Page text:
______
When being handy skips a generation - opinion

My dad could have taught me valuable and practical lessons in home care and maintenance. But all I remember doing was holding things.

 (photo credit: INGIMAGE)
(photo credit: INGIMAGE)

My late father taught me a lot.

He taught me how to study, how to write, how to joke. He didn’t teach me how to use a circular saw.

Nor a jigsaw. Nor a chainsaw.

I think he was afraid that if he taught me how to use a saw, I’d end up losing a finger.

But it wasn’t only a saw he didn’t teach me how to use. He also didn’t teach me how to use a cordless drill, a demolition hammer, or a nail gun.

Letters (credit: REUTERS)
Letters (credit: REUTERS)

In short, my dad didn’t teach me how to be handy.

Which was kind of odd, because my father knew his way around a toolbox and a lumberyard. I remember the pride my dad took in building a wall unit from scratch in the basement. Granted, it was just for the basement, where only the family ever tread – it was far from being ready for prime time in the upstairs living room – but still, he would always say this was one of his proudest achievements.

He designed the unit. He bought the wood and cut it to size. He sanded it and polished it and painted it and put it all together. I envy the sense of achievement he had at the end, that feeling of accomplishment that comes from building something from scratch with just wood, nails and screws.

The closest I’ve ever come to that feeling was putting together a bar stool from IKEA. But the feeling of accomplishment I got from that – and it was a great feeling of accomplishment – came less from putting the stool together, and more from just being able to figure out the instructions. Deciphering IKEA instruction booklets is like trying to master a foreign language. More than anything else, the sense of accomplishment here was one of successfully decrypting code.

I was in elementary school when my dad built our basement wall unit during one summer vacation. Looking back now from my vantage point as an experienced parent, I realize that this could have been a tremendous learning experience.

My dad could have used the opportunity to teach me how to hammer and drill and saw and sandpaper. He could have made me feel comfortable with the wood plane and the chisel. He could have taught me the essentials of carpentry, and even a little about the work an electrician does. We could have even done some rudimentary basement plumbing. In short, my dad could have taught me valuable and practical lessons in home care and maintenance.

But all I remember doing during those three months was holding things.

I held the screwdriver for my dad, and I’d held the screws. I held the boards, and I held the nails. I held the hammer and I held the ladder. While I never actually got to use any of the tools I was holding, or climb up the ladder, I did get to hold them. I was an outstanding holder.

And why did my dad not school me in wielding that hammer and screwing in those boards? Two reasons. First, the parental concern that I would hurt myself – fall off the ladder or bang my thumb. Second, a parental concern that I’d just mess it all up.
______
Data shown:
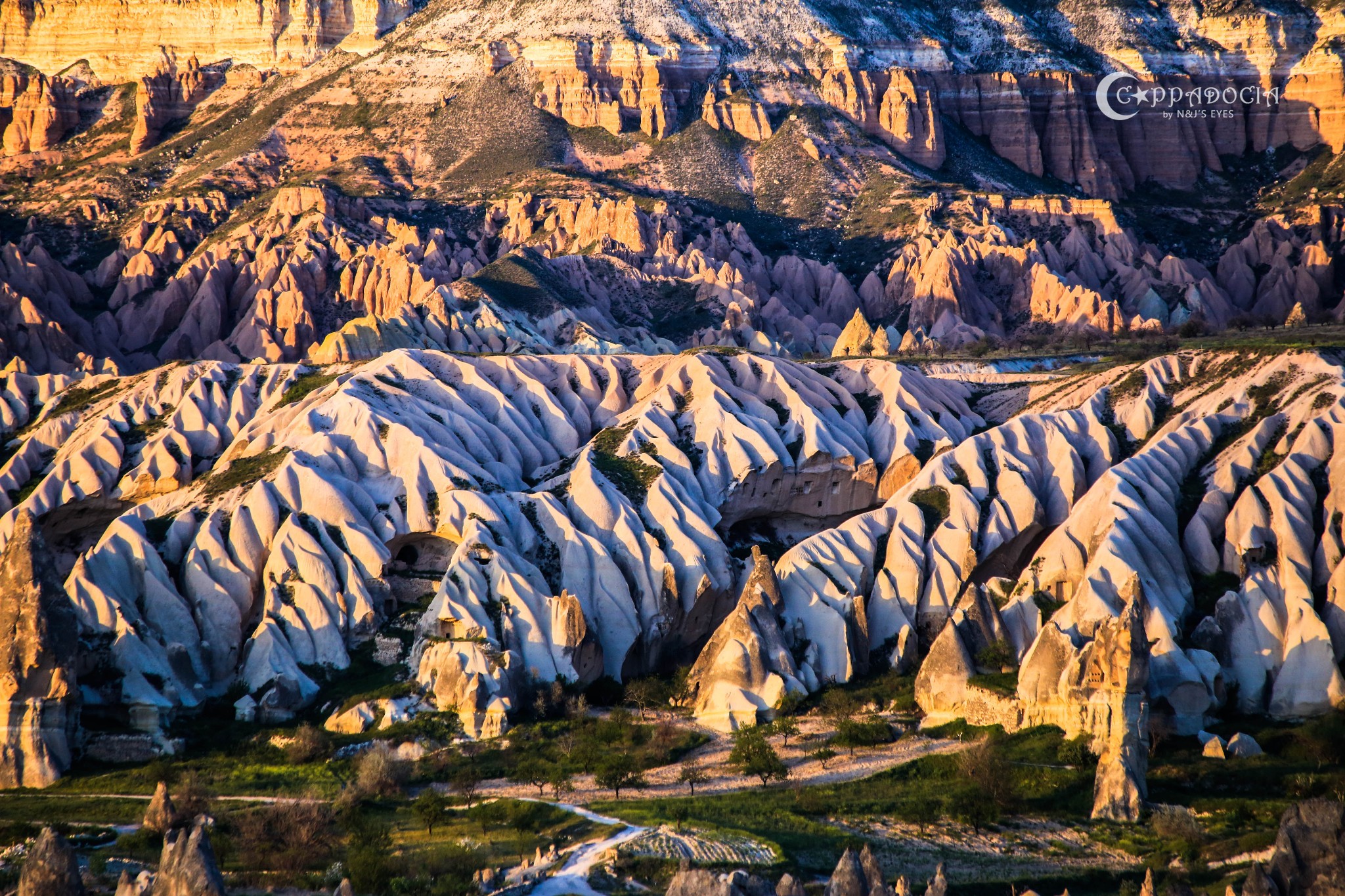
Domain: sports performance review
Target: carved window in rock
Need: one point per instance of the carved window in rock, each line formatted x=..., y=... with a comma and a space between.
x=1095, y=676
______
Required work:
1. Answer these questions using the opinion piece on handiness:
(a) What did the father build in the basement?
(b) What piece of IKEA furniture did the writer assemble?
(c) Over how many months does the writer remember mainly holding things?
2. From the opinion piece on handiness, transcribe the part that opens with the words containing "He taught me how to study, how" and closes with "to be handy.".
3. Go on with the opinion piece on handiness, starting after its final sentence.

Exercise answers:
1.
(a) A wall unit.
(b) A bar stool.
(c) Three months.

2.
He taught me how to study, how to write, how to joke. He didn’t teach me how to use a circular saw.

Nor a jigsaw. Nor a chainsaw.

I think he was afraid that if he taught me how to use a saw, I’d end up losing a finger.

But it wasn’t only a saw he didn’t teach me how to use. He also didn’t teach me how to use a cordless drill, a demolition hammer, or a nail gun.

Letters (credit: REUTERS)
Letters (credit: REUTERS)

In short, my dad didn’t teach me how to be handy.

3.
Who wants a little kid hammering nails in the wrong places? What if I didn’t correctly align the shelves, or if I cut one of the boards too short?

So while my dad cut and banged and sanded, I held. To this day I can hold things like nobody’s business. You want something held, talk to me. Never have I held a ladder where someone has fallen off. Never. I drop nothing. Just ask my boys.

BUT SOMETHING ODD happened on the way from boyhood to grandfatherhood: my inability to do anything handy around the house skipped a generation.

My dad didn’t teach me to be handy, and as a result, I’m not handy. I couldn’t teach my sons what I don’t know. But they learned anyway, and are handy despite me.

I attribute it to the army. You learn all kinds of things in the army, including not to shy away from physical labor and how to work with your hands.

My oldest son, The Lad, built a deck on his front porch. My middle son, Skippy, just completed a course in welding for fun and has a power tool collection that rivals Tim Allen’s on Home Improvement. And my youngest, The Youngest, has spent the last few months installing electronic anti-pigeon devices on rooftops all across the land.

Go figure. It’s kind of metaphysical, as if the universe is engaging in some sort of self-correction. Me? I could do nothing with my hands. My sons? They can do everything with theirs.

I felt my son’s handyman prowess during our recent home renovations. Why waste money on a contractor to take out the counters and cupboards in the kitchen, and to tear down a couple of walls in the living room, when they could do it by themselves? my three sons reasoned.

And do it themselves they did. One Friday morning they arrived, and with a couple of workers they knew and whom I hired, they spent six hours dismantling my apartment: banging down walls, ripping up floor tiles, tearing apart counters. And then they patched up the floors and walls by themselves.

All the while, as I stood there amazed and proud that they actually knew what they were doing, I held things. I held the sledgehammer and the epoxy. I held the cupboards that were coming down and the ladder they were climbing up. And, once again, I dropped nothing.

Why did my sons not ask for any of my help in banging down the walls or in unscrewing those cupboards?

Two reasons. First, the filial concern that I would hurt myself. Second, a filial concern that I’d just mess it all up.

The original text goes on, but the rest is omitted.